___ Given records ___

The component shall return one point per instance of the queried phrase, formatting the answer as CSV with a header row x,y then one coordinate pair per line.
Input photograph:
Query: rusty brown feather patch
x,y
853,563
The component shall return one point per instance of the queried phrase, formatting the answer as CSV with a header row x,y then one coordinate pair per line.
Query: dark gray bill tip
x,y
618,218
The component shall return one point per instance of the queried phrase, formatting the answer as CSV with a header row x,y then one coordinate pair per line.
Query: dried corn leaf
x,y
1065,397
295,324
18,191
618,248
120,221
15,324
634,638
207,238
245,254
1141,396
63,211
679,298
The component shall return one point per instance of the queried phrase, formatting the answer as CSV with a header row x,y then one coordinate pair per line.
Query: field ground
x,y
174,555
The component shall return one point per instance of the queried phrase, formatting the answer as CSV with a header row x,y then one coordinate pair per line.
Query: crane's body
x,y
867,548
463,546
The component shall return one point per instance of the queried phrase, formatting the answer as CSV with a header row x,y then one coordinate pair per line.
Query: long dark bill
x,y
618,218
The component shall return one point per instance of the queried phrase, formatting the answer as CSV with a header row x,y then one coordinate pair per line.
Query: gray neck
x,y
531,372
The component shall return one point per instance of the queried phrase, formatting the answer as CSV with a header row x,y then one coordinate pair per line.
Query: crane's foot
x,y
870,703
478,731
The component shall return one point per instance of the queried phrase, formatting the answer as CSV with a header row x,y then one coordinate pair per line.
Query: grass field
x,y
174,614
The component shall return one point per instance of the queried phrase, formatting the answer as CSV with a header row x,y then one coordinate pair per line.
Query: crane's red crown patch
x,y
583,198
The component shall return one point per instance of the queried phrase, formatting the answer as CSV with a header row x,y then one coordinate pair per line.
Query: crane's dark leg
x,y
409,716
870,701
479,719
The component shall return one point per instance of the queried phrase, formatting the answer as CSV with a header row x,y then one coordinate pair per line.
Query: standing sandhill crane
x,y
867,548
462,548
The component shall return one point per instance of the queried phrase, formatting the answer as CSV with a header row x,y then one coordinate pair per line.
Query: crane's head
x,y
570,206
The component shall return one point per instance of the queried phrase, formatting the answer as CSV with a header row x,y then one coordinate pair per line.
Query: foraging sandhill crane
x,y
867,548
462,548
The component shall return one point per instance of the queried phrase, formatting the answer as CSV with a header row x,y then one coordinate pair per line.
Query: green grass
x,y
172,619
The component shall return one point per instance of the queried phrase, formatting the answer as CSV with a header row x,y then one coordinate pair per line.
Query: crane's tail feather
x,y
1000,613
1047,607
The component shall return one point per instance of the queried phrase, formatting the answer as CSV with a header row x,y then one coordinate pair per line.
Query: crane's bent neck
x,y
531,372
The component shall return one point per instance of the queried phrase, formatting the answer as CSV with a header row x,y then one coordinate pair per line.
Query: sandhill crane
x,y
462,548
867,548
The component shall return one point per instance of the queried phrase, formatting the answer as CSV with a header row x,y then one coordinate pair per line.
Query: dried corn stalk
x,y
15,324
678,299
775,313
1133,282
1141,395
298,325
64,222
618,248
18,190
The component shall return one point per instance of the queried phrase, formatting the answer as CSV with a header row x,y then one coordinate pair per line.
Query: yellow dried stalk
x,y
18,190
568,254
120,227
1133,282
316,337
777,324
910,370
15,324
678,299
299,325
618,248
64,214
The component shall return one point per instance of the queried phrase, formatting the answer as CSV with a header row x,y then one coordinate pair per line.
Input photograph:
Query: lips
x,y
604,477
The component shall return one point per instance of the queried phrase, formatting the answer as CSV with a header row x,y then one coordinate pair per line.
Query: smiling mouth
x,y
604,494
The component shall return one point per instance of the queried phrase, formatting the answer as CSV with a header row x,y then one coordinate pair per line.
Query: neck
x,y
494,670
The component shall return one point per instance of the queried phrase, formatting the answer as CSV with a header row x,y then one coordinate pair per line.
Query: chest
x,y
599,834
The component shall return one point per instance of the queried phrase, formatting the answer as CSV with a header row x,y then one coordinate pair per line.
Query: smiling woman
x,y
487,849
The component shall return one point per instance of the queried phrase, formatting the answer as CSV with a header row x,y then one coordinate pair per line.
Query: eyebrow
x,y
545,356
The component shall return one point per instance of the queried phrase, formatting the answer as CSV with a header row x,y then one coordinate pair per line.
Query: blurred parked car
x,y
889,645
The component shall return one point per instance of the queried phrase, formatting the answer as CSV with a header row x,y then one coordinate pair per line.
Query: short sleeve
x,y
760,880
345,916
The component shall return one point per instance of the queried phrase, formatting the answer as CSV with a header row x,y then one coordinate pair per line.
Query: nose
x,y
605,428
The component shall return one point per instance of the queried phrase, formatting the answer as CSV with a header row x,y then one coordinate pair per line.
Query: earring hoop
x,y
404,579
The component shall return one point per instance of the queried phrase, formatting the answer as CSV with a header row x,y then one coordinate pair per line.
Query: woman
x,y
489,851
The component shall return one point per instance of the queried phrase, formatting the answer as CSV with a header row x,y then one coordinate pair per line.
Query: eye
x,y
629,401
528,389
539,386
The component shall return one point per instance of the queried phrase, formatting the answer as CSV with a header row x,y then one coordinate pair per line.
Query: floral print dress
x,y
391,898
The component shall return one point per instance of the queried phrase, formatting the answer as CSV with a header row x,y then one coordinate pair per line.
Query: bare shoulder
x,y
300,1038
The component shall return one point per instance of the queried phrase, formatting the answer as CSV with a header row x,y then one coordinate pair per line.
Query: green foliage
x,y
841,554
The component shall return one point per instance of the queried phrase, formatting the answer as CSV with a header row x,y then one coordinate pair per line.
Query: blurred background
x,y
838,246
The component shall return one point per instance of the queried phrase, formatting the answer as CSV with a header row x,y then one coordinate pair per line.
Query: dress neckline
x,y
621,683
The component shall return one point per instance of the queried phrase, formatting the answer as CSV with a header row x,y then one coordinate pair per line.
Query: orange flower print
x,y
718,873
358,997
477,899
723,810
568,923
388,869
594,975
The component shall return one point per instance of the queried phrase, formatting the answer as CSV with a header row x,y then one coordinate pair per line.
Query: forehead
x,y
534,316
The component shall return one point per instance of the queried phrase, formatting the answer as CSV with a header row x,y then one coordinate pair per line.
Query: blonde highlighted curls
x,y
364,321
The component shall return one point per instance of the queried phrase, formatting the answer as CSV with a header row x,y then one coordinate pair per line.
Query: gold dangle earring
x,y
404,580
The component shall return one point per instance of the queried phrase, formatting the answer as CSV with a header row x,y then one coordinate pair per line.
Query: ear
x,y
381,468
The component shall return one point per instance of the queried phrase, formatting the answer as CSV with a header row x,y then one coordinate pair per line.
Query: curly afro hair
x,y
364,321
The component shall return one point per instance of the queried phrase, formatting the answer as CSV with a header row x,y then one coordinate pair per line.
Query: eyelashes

___

> Task statement
Quote all the records. Keep every word exact.

> Result of this task
The component shall return one point per instance of the queried phrase, formatting the answer as CSV with a header row x,y then one coordinate pair per line.
Input photograph:
Query: rusty brown feather patch
x,y
853,563
The component shall return one point per instance of the queried phrase, formatting the answer as CSV with a header row x,y then one coordinate pair per line.
Query: dark gray bill tip
x,y
618,218
The component shall return one point per instance of the queried phrase, formatting the answer as CSV with a header row x,y then one coordinate pair per line.
Query: dried corn leaf
x,y
1065,397
295,324
18,191
618,248
120,221
15,324
634,638
207,238
245,254
1141,396
63,211
679,298
The component shall return one point per instance of the queried phrase, formatting the answer as CSV with a header row x,y then one coordinate pair per line.
Query: field ground
x,y
174,555
The component shall return one point per instance of the queried phrase, formatting the answer as CSV with a header row x,y then one coordinate pair per line.
Query: crane's body
x,y
867,548
463,546
The component shall return one point per instance of the queried phrase, formatting the answer as CSV with a header row x,y then one coordinate pair per line.
Query: long dark bill
x,y
618,218
The component shall return one point per instance of the queried phrase, formatting the answer as CSV with a header row x,y then one coordinate pair per line.
Query: gray neck
x,y
531,372
The component shall return one point per instance of the queried phrase, formatting the answer as CSV with a header row x,y then one coordinate pair per line.
Query: crane's foot
x,y
870,703
478,731
The component shall return one point per instance of the queried phrase, formatting the answer as CSV with a header row x,y then one coordinate pair per line.
Query: grass field
x,y
174,614
The component shall return one point per instance of the queried phrase, formatting the answer as CSV with a header row x,y then one coordinate pair per line.
Query: crane's red crown patch
x,y
583,198
The component shall return one point per instance of the queried phrase, formatting the answer as CSV with a header row x,y then one coordinate pair per line.
Query: crane's dark leg
x,y
409,716
870,701
479,719
The component shall return one point per instance of the queried phrase, formatting the answer as CSV with a header row x,y then one coordinate pair per line.
Query: standing sandhill crane
x,y
867,548
462,548
The component shall return one point per instance of the queried phrase, formatting the answer as CSV with a header row x,y then one coordinate pair per line.
Query: crane's head
x,y
570,206
The component shall return one point per instance of the queried phrase, formatting the answer as CSV with a header row x,y then one coordinate pair per line.
Query: foraging sandhill crane
x,y
867,548
462,548
The component shall return one point per instance of the queried phrase, formatting the answer as CSV with a header row x,y then one coordinate pair per line.
Query: green grass
x,y
172,619
The component shall return one point per instance of the queried phrase, formatting the answer as CSV with a header row x,y then one coordinate pair per line.
Query: crane's tail feather
x,y
1000,613
1047,607
The component shall return one point per instance of the queried phrase, formatting the answer as CSV with a header row x,y then one coordinate pair per line.
Query: crane's bent neck
x,y
531,372
The component shall return one point per instance of the queried phrase, formatting the answer as CSV with a header row x,y then one coordinate pair per line.
Query: sandhill crane
x,y
462,548
867,548
The component shall return one point per instance of the queried phrase, formatting the answer as CSV with a header row x,y then one coordinate pair per line.
Query: dried corn stalk
x,y
15,324
678,299
775,313
1133,282
1141,395
298,325
64,222
618,248
18,190
The component shall return one point per instance of the queried phrase, formatting the answer as CSV with a header row x,y then one coordinate pair per line.
Query: yellow dried stalk
x,y
18,190
568,254
120,227
1133,282
316,337
777,324
910,370
15,324
678,299
299,325
618,248
64,214
The component shall return one point per instance of the queried phrase, formatting the answer as CSV with a header row x,y then one coordinate pair per line.
Input photograph:
Query: lips
x,y
604,477
The component shall return one point per instance of the queried phrase, formatting the answer as CSV with a header row x,y then one coordinate pair per line.
Query: smiling mouth
x,y
604,494
The component shall return one point per instance of the queried phrase, formatting the answer as CSV with a header row x,y then one coordinate pair per line.
Query: neck
x,y
494,670
The component shall return one point per instance of the queried phrase, formatting the answer as CSV with a header row x,y then one coordinate pair per line.
Query: chest
x,y
599,834
The component shall return one point per instance of the queried phrase, formatting the answer as CSV with a header row x,y then one coordinate pair per line.
Query: smiling woman
x,y
487,849
The component shall return one point per instance of the queried phrase, formatting the answer as CSV with a header row x,y then one coordinate pair per line.
Query: eyebrow
x,y
545,356
The component shall return one point per instance of the queried phrase, formatting the answer as CSV with a header row x,y then one coordinate pair per line.
Query: blurred parked car
x,y
889,645
The component shall return one point per instance of the queried phrase, formatting the answer as CSV with a header row x,y then one coordinate pair per line.
Query: short sleeve
x,y
760,880
345,916
The component shall return one point per instance of the queried phrase, formatting the answer as CSV with a header row x,y then one coordinate pair per line.
Query: nose
x,y
605,428
The component shall return one point per instance of the queried phrase, formatting the answer as CSV with a header row x,y then one coordinate pair per line.
Query: earring hoop
x,y
404,579
The component shall return one point per instance of the queried phrase, formatting the answer as CSV with a header row x,y then one coordinate pair per line.
Query: woman
x,y
489,851
The component shall return one point per instance of the queried phrase, formatting the answer as CSV with a header row x,y then one coordinate pair per line.
Query: eye
x,y
629,401
528,389
539,386
The component shall return one point per instance of the queried phrase, formatting the answer as CSV with a header row x,y then one coordinate pair per line.
Query: floral print dress
x,y
391,898
The component shall return one point per instance of the queried phrase, formatting the answer as CSV with a header row x,y then one coordinate pair per line.
Query: bare shoulder
x,y
300,1038
The component shall return one point per instance of the queried phrase, formatting the answer as CSV with a header row x,y then one coordinate pair per line.
Query: green foliage
x,y
841,554
The component shall return one point per instance of the queried phrase, formatting the answer as CSV with a header row x,y then one coordinate pair per line.
Query: blurred background
x,y
838,246
The component shall return one point per instance of the queried phrase, formatting the answer as CSV with a header row x,y then one coordinate pair per line.
Query: dress neckline
x,y
621,683
The component shall return one point per instance of the queried phrase, formatting the answer as CSV with a header row x,y then one coordinate pair per line.
Query: orange flower print
x,y
718,873
358,997
477,899
723,810
568,923
388,869
594,975
The component shall return one point per instance of the queried phrase, formatting the answer as CSV with a header row x,y then one coordinate pair per line.
Query: forehead
x,y
534,316
The component shall return one point per instance of the queried phrase, formatting the answer as CSV with a header row x,y then one coordinate pair per line.
Query: blonde highlighted curls
x,y
364,321
The component shall return one point per instance of the queried phrase, formatting the answer as CSV with a header row x,y then one coordinate pair per line.
Query: gold dangle earring
x,y
404,580
The component shall return one point per instance of the queried phrase, formatting the answer as CSV with a header row x,y then one coordinate pair per line.
Query: ear
x,y
381,468
The component shall return one point per instance of the queried phrase, formatting the answer as CSV with a header row x,y then one coordinate pair per line.
Query: curly afro hair
x,y
364,321
The component shall return one point per instance of the queried phrase, formatting the answer as CSV with a header row x,y then one coordinate pair per line.
Query: eyelashes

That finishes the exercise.